>>>>

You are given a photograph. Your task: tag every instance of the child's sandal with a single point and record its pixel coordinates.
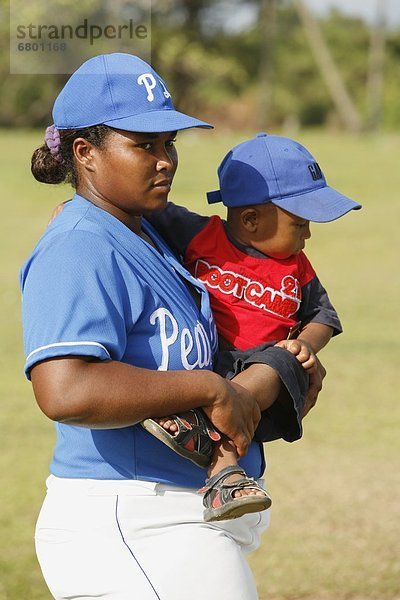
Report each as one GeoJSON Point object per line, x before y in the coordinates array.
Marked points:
{"type": "Point", "coordinates": [220, 502]}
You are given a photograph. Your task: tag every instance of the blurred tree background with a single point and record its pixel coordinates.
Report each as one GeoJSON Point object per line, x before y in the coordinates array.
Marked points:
{"type": "Point", "coordinates": [246, 73]}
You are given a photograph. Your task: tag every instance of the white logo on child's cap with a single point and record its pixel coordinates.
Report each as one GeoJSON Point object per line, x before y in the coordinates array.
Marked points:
{"type": "Point", "coordinates": [147, 79]}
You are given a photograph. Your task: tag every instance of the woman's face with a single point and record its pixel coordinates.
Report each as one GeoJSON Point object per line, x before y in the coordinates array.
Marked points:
{"type": "Point", "coordinates": [132, 173]}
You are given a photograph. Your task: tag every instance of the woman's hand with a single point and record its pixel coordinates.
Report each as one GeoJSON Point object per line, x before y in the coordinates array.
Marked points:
{"type": "Point", "coordinates": [235, 413]}
{"type": "Point", "coordinates": [315, 386]}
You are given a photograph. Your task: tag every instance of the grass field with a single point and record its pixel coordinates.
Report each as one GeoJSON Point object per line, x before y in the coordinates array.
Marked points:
{"type": "Point", "coordinates": [335, 531]}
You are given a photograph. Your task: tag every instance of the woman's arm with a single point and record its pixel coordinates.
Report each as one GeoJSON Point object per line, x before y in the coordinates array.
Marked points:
{"type": "Point", "coordinates": [111, 394]}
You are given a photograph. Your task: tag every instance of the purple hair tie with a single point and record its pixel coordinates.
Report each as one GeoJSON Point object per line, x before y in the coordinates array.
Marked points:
{"type": "Point", "coordinates": [53, 142]}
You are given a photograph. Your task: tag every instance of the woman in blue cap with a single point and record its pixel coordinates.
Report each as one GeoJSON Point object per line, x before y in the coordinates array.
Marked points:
{"type": "Point", "coordinates": [117, 331]}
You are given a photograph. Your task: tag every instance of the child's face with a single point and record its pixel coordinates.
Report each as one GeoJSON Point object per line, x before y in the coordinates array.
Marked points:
{"type": "Point", "coordinates": [279, 233]}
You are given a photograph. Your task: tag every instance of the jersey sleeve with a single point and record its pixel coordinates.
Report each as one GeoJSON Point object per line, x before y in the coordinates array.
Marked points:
{"type": "Point", "coordinates": [178, 226]}
{"type": "Point", "coordinates": [75, 300]}
{"type": "Point", "coordinates": [316, 306]}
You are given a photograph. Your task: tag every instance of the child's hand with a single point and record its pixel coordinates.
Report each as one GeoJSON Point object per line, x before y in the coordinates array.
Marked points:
{"type": "Point", "coordinates": [302, 351]}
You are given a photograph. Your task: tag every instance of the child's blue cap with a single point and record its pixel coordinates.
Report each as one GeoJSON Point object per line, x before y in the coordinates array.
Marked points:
{"type": "Point", "coordinates": [271, 168]}
{"type": "Point", "coordinates": [121, 91]}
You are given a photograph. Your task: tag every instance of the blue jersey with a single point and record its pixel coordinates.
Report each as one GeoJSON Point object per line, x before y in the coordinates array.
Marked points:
{"type": "Point", "coordinates": [94, 288]}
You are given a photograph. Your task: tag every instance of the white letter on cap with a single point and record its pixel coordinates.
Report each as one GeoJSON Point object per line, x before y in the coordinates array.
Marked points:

<<<<

▸ What you will do
Reproduce only the stretch of the listing from the line containing "the child's blue" through the end of the listing, substituting "image" for every "photograph" and leaving everything else unchanged.

▸ Response below
You are given a image. Your task: tag every instance of the child's blue cap with a single point and record its pixel coordinates.
Report each as one GeoJSON Point object per line, x before y in the coordinates array.
Marked points:
{"type": "Point", "coordinates": [271, 168]}
{"type": "Point", "coordinates": [121, 91]}
You are given a image. Your task: tag every instance of the blue jersey with a single point and record its pixel coordinates.
Report each as one GeoJSON Point object per line, x before y in the coordinates array.
Marked points:
{"type": "Point", "coordinates": [94, 288]}
You are given a image. Your task: tag every instance of the white letter on cap with a single point and record its pixel coordinates.
Report each as one GeoJSON Point object per line, x before y in the coordinates array.
Marked points:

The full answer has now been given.